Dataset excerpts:
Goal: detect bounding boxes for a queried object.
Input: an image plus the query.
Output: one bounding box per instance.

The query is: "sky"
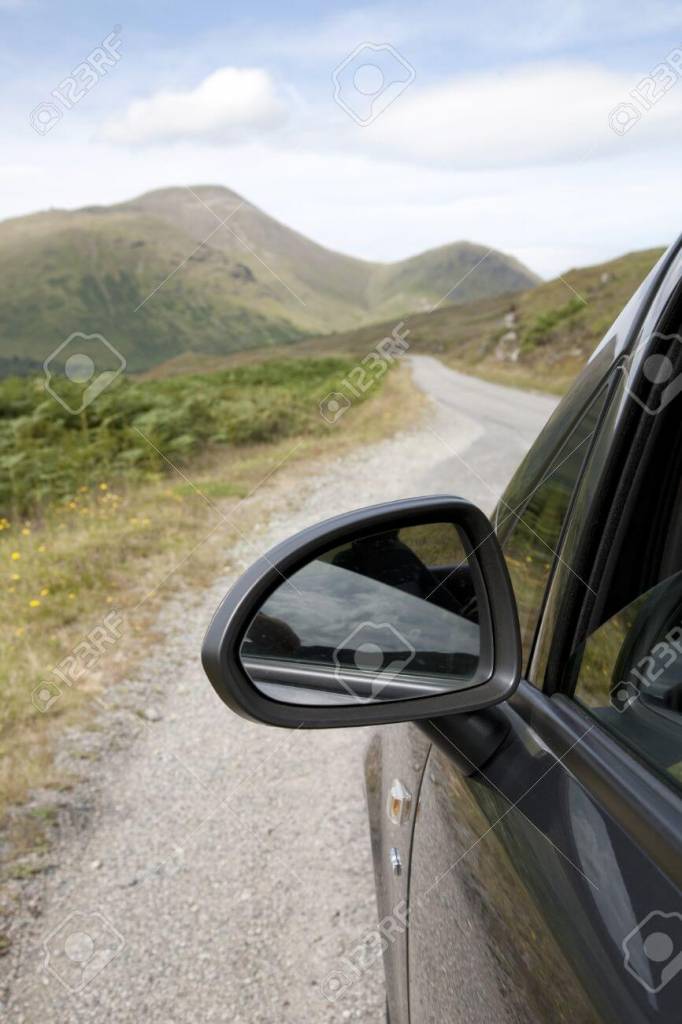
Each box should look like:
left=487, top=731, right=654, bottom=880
left=2, top=0, right=682, bottom=277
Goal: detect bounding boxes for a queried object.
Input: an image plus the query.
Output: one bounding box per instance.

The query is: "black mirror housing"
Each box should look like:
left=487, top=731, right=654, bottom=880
left=201, top=496, right=521, bottom=728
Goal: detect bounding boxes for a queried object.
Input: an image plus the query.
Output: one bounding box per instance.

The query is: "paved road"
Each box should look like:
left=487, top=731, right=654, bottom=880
left=2, top=357, right=558, bottom=1023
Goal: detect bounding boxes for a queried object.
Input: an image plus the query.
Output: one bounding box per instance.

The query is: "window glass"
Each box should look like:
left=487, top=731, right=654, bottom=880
left=501, top=390, right=607, bottom=666
left=572, top=572, right=682, bottom=788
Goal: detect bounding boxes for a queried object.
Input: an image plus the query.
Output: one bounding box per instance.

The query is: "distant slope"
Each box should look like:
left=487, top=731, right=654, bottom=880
left=366, top=242, right=539, bottom=319
left=0, top=185, right=538, bottom=374
left=286, top=247, right=664, bottom=395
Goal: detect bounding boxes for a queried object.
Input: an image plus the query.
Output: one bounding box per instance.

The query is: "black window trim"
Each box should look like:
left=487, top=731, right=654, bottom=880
left=532, top=236, right=682, bottom=700
left=510, top=680, right=682, bottom=888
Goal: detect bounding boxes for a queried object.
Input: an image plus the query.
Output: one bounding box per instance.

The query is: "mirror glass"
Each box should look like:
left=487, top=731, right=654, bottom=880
left=240, top=522, right=484, bottom=706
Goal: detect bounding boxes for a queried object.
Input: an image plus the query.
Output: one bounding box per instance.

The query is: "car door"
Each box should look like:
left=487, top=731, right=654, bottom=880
left=407, top=243, right=682, bottom=1023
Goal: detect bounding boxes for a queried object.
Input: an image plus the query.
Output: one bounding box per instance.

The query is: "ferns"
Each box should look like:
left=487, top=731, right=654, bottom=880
left=0, top=357, right=358, bottom=517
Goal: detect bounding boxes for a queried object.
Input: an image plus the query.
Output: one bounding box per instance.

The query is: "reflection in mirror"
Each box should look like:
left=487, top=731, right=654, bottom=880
left=239, top=522, right=483, bottom=706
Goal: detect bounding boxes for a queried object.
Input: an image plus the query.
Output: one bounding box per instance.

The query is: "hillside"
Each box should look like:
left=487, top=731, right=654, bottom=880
left=283, top=247, right=664, bottom=395
left=0, top=186, right=538, bottom=374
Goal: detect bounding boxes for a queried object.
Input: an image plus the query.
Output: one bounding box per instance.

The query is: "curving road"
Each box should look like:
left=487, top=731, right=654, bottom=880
left=2, top=357, right=558, bottom=1024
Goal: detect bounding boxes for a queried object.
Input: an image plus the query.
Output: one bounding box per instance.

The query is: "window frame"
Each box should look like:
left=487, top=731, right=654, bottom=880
left=496, top=247, right=676, bottom=691
left=500, top=246, right=682, bottom=883
left=529, top=240, right=682, bottom=793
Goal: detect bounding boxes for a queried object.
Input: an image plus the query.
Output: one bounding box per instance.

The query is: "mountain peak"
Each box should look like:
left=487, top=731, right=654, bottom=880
left=0, top=185, right=539, bottom=375
left=122, top=183, right=247, bottom=206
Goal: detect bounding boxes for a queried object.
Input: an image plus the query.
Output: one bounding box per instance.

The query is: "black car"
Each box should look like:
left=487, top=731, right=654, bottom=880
left=202, top=238, right=682, bottom=1023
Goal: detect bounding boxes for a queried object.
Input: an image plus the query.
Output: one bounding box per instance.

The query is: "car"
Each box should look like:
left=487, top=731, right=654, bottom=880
left=201, top=237, right=682, bottom=1024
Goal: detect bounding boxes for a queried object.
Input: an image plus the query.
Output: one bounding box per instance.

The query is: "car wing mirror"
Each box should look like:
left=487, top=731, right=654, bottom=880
left=201, top=496, right=521, bottom=728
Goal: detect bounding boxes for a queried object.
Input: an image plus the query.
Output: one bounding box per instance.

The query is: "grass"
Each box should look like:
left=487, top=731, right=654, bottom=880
left=216, top=247, right=661, bottom=399
left=0, top=357, right=422, bottom=864
left=520, top=296, right=587, bottom=354
left=391, top=247, right=663, bottom=394
left=0, top=357, right=373, bottom=518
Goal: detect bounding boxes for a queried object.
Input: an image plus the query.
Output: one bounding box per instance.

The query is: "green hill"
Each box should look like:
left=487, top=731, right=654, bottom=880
left=286, top=247, right=664, bottom=394
left=0, top=185, right=538, bottom=374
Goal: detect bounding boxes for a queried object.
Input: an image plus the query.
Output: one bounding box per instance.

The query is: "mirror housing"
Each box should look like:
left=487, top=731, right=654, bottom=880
left=202, top=496, right=521, bottom=728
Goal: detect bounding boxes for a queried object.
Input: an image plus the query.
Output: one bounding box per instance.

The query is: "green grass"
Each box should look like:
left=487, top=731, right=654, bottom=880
left=0, top=357, right=368, bottom=518
left=174, top=480, right=247, bottom=499
left=520, top=296, right=586, bottom=353
left=276, top=247, right=664, bottom=397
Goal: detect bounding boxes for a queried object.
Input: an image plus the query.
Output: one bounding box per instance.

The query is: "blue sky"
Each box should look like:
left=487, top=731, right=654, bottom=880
left=3, top=0, right=682, bottom=275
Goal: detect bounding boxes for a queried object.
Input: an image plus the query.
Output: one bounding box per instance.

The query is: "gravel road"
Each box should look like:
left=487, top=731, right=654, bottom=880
left=2, top=356, right=558, bottom=1023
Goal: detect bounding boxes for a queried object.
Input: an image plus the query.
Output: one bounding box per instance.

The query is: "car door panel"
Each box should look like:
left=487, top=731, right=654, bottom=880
left=409, top=749, right=598, bottom=1023
left=408, top=684, right=682, bottom=1024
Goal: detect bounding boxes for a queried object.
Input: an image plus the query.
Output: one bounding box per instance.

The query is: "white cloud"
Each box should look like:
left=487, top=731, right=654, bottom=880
left=103, top=67, right=286, bottom=144
left=4, top=55, right=681, bottom=279
left=357, top=61, right=682, bottom=168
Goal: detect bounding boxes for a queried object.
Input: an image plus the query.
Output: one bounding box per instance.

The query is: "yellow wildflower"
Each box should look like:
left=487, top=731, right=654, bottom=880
left=10, top=551, right=20, bottom=561
left=40, top=587, right=49, bottom=596
left=29, top=599, right=40, bottom=608
left=99, top=482, right=109, bottom=491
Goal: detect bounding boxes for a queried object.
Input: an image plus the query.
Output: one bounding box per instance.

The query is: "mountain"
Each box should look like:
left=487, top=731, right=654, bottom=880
left=0, top=185, right=538, bottom=374
left=230, top=247, right=661, bottom=396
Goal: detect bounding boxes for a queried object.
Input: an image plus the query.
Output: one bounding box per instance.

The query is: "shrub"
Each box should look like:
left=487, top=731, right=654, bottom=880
left=0, top=358, right=363, bottom=517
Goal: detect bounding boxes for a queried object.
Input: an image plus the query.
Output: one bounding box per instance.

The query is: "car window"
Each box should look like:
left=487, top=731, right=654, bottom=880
left=571, top=572, right=682, bottom=788
left=501, top=388, right=607, bottom=668
left=565, top=326, right=682, bottom=788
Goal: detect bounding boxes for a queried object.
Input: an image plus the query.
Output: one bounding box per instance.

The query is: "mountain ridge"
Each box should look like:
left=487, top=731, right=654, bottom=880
left=143, top=247, right=663, bottom=398
left=0, top=185, right=540, bottom=373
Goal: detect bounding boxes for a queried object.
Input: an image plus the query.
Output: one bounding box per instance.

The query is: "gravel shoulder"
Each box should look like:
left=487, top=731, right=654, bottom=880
left=1, top=357, right=558, bottom=1023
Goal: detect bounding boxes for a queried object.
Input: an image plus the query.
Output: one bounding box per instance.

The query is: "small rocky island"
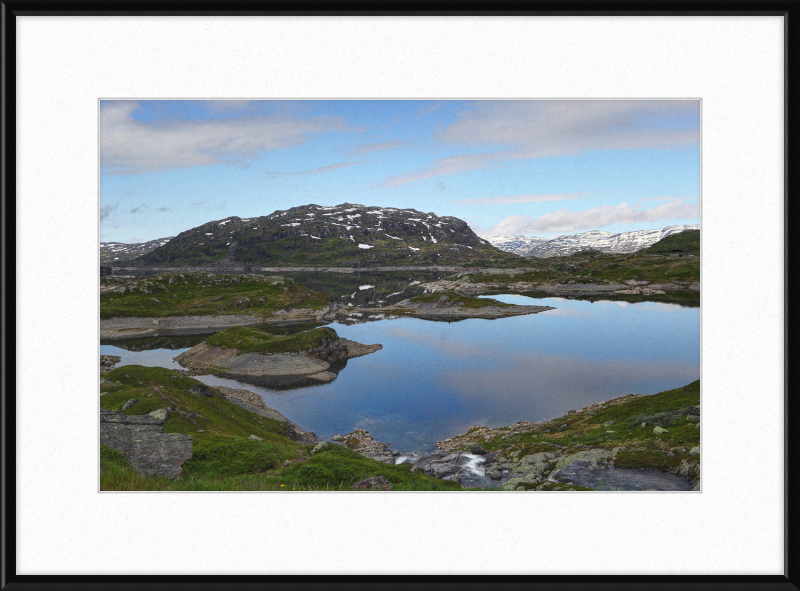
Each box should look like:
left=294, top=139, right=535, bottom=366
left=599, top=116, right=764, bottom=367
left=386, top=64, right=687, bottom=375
left=174, top=326, right=382, bottom=387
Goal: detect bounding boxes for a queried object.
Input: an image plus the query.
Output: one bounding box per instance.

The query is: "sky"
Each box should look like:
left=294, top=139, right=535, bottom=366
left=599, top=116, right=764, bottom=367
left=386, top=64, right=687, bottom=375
left=99, top=99, right=700, bottom=244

● **Your instructions**: Reply with a lone number, the count of lines in the data that include the string "gravel".

● **Result of the task**: 2